Overlooking dwindling social and institutional capital is dangerous for society
Strong social and institutional capital is imperative to create a self-guiding democratic society. Without them, in my perspective, it is unlikely to achieve consensus among communities even on less controversial issues.
Instituting a strong institutional capital is pivotal for the fact that strong social and democratic institutions facilitate democracy-friendly dialogues and civic engagement on social, political and economic issues. Nevertheless, in our country, it seems that neither the government nor other stakeholders give the necessary emphasis on this issue.
Before arguing about elections and chanting about an obscure political change, we might have discussed how to build institutions committed to enhancing social trust and democratic governance at local, regional, and national levels. With a shaky institutional capital (and through a fragile election culture), believing that we can develop a strong democratic culture is nothing short of to be deemed wishful thinking. The effectiveness of any democracy rests on the citizens’ ability to hold their leaders accountable for their actions. This also needs a strong social capital – which is the cooperation of communities enmeshed with trust and sympathy.
Probably, it is due to our lack of willingness or ability to build social and institutional capital that we face recurring chaos when we are in social and political change. As a nation, it seems that we do not have contextual and mental preparedness to primarily defend humanness and working on social trust. This country seems to be a property of a bunch of individuals – i.e. self-styled leaders, political elites, and social media activists. The wider society seems to be under the control of these groups of individuals. Today, there is enormous power at the fingertips of the so-called political and social media activists to provoke violent conflicts than in institutions to influence citizens towards democratic friendly dialogues.
Repairing and strengthening our social capital would, thus, be a prerequisite for our social, political, and economic progress. When we have strong social capital, we can learn from each other’s repertoire of tacit and explicit knowledge. By doing so, we can emancipate ourselves from ignorance, traps of chronic poverty, and self-centred political ideologies. Strong social and institutional capital is the most viable way to cultivate planetary citizenship – i.e. citizens that take responsibilities and stress intergenerational relations of individuals and communities.
Hence, for a better future, we should work on issues that can bring cooperation, goodwill, fellowship, mutual sympathy, and solidarity among our communities. To stand as a nation, any society needs collective assets. To this end, I believe, the following groups are among the leading stakeholders responsible for the (re)development of our social and institutional capital.
Higher education institutions (HEIs): generally speaking, HEIs are regarded as key institutions in the process of social and economic development. Therefore, it is their primary goal to help students develop cognitive skills for critical thinking, effective cross-cultural communication, empathy, the ability to recognize differences, and deep understanding of responsibilities for oneself and others. Fostering principles of sustainable development and democratic citizenship in the wider society is the other goal of HEIs. By doing so, they are expected to facilitate new cultural values of functional relations among different groups and to enhance the interdependence among communities.

### Task list:
1. Extract, word for word, the part of the essay on social and institutional capital that opens with the words containing "Before arguing about" and closes with "trust and sympathy.".
2. According to the essay on social and institutional capital, what does the effectiveness of any democracy rest on?

### Data extract:
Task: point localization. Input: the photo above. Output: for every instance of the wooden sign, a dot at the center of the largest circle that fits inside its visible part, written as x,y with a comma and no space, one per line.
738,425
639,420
* * *
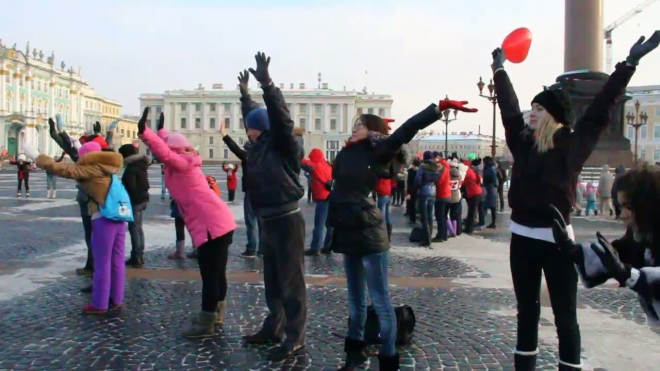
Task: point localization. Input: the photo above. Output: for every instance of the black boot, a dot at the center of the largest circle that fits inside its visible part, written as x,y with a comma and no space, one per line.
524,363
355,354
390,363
...
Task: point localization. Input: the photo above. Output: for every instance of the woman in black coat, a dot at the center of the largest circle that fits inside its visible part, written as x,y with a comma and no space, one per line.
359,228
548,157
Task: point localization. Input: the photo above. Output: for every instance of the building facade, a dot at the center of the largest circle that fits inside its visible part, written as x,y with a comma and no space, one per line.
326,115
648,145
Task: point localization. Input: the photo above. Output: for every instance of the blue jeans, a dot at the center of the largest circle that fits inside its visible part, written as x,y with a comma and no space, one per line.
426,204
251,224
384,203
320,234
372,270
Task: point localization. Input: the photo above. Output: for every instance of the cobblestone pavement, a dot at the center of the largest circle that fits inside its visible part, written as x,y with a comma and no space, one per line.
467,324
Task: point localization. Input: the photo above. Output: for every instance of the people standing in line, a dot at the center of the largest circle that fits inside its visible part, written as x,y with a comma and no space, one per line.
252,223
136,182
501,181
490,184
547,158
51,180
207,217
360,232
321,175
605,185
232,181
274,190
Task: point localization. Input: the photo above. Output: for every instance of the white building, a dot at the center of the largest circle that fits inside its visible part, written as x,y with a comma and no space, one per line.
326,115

### Task responses:
1.
Before arguing about elections and chanting about an obscure political change, we might have discussed how to build institutions committed to enhancing social trust and democratic governance at local, regional, and national levels. With a shaky institutional capital (and through a fragile election culture), believing that we can develop a strong democratic culture is nothing short of to be deemed wishful thinking. The effectiveness of any democracy rests on the citizens’ ability to hold their leaders accountable for their actions. This also needs a strong social capital – which is the cooperation of communities enmeshed with trust and sympathy.

2. The citizens’ ability to hold their leaders accountable for their actions.